Information supplied
• • • • •
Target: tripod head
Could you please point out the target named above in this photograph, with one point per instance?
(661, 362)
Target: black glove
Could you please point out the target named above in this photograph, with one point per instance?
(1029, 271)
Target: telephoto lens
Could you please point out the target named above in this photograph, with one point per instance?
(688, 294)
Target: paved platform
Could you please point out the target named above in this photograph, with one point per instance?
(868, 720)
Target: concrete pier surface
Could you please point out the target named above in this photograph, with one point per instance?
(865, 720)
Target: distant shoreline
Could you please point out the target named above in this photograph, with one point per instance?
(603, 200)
• • • • •
Task description
Please rewrite all of the rows above, switching "point out" to "mark" wherever it occurs and keeping everything else unchanged.

Output of the task
Target: tripod head
Could you please mark the target named above in this photograph, with one point per instance?
(661, 362)
Target: black glove
Could you please mark the target named above in this photograph, with one point per instance?
(1029, 271)
Target: telephoto lens
Could you please mark the target named above in this photograph, with one point per instance?
(688, 294)
Target: paved platform
Could you please mark the target named above in this photograph, with one point per instance?
(868, 720)
Target: concrete pier surface
Could you please mark the target named above in this photograph, with one point per instance?
(865, 720)
Target: distant shoreline
Could you please mark the target named above in this photograph, with one point per instance?
(603, 200)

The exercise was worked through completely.